▶ [Goal]:
Every line of the material below must be repeated exactly.
### Data for the task
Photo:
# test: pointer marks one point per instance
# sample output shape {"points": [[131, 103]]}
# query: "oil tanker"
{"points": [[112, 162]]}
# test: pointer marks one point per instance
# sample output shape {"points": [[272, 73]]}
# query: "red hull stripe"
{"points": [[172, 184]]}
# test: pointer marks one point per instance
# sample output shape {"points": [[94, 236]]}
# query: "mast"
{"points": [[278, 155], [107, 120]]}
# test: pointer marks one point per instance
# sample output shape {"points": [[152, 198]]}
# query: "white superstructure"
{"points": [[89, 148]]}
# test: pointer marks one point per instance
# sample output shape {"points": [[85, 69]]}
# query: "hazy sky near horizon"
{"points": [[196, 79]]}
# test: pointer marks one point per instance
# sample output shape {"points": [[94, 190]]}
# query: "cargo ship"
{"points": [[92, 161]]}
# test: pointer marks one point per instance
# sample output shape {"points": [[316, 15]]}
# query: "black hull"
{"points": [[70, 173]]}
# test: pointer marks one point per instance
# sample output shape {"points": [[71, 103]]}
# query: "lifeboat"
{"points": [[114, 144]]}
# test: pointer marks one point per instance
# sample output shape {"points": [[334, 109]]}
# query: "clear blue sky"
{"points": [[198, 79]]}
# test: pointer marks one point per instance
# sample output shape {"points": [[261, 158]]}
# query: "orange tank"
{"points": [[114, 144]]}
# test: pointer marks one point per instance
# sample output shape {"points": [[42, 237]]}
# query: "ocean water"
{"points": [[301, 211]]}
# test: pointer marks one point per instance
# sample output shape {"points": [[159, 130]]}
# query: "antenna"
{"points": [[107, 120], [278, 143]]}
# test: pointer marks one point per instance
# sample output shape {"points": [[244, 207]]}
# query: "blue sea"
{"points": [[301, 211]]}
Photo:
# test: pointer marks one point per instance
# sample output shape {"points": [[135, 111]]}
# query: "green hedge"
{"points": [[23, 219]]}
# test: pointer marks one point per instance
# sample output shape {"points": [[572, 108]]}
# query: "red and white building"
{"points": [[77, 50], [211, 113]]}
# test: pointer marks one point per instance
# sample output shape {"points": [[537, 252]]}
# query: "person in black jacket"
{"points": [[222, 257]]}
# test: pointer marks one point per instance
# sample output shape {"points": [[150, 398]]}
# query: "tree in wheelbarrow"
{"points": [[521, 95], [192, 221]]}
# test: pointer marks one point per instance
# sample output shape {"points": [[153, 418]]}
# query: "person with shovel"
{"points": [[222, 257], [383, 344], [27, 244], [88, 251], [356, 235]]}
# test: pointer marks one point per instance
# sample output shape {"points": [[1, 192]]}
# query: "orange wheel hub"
######
▶ [Result of this task]:
Photo:
# test: pointer marks one point per instance
# sample output shape {"points": [[131, 103]]}
# query: "oil tanker"
{"points": [[112, 162]]}
# test: pointer marks one point per instance
# sample output shape {"points": [[272, 73]]}
# query: "red hull stripe"
{"points": [[172, 184]]}
# test: pointer marks one point per instance
# sample output shape {"points": [[94, 236]]}
# query: "mast"
{"points": [[278, 155], [107, 120]]}
# test: pointer marks one point per instance
# sample output shape {"points": [[152, 198]]}
# query: "white superstructure"
{"points": [[89, 148]]}
# test: pointer marks one point per instance
# sample output shape {"points": [[85, 69]]}
# query: "hazy sky near horizon"
{"points": [[196, 79]]}
# test: pointer marks one point per instance
# sample output shape {"points": [[94, 190]]}
# query: "cargo ship"
{"points": [[92, 161]]}
# test: pointer marks one point per instance
# sample output shape {"points": [[316, 15]]}
# query: "black hull"
{"points": [[70, 173]]}
# test: pointer marks one point per instance
# sample output shape {"points": [[71, 103]]}
# query: "lifeboat"
{"points": [[114, 144]]}
# test: pointer marks one point per instance
# sample output shape {"points": [[334, 109]]}
# query: "clear blue sky"
{"points": [[198, 79]]}
# test: pointer marks one point per instance
# sample output shape {"points": [[261, 158]]}
# query: "orange tank"
{"points": [[114, 144]]}
# test: pointer marks one point per instance
# sample output shape {"points": [[42, 237]]}
# query: "ocean water"
{"points": [[301, 211]]}
# test: pointer marks one point per instance
# sample output shape {"points": [[159, 130]]}
# query: "antenna"
{"points": [[107, 120], [278, 143]]}
# test: pointer marks one point per instance
# sample output shape {"points": [[244, 207]]}
# query: "blue sea"
{"points": [[301, 211]]}
Photo:
# test: pointer marks one point per instance
# sample output shape {"points": [[135, 111]]}
# query: "green hedge"
{"points": [[23, 219]]}
# test: pointer marks one point per instance
# sample output shape {"points": [[572, 108]]}
# query: "red and white building"
{"points": [[77, 50], [211, 113]]}
# test: pointer marks one point per instance
# sample output shape {"points": [[537, 252]]}
# query: "person in black jacket"
{"points": [[222, 257]]}
# test: pointer marks one point per instance
# sample output shape {"points": [[150, 398]]}
# query: "tree in wheelbarrow"
{"points": [[521, 95], [192, 221]]}
# test: pointer marks one point per instance
# sample output shape {"points": [[153, 418]]}
# query: "person with shovel"
{"points": [[222, 257], [383, 344], [27, 244], [88, 251], [356, 235]]}
# test: pointer marks one point per instance
# sample output shape {"points": [[1, 192]]}
# query: "orange wheel hub"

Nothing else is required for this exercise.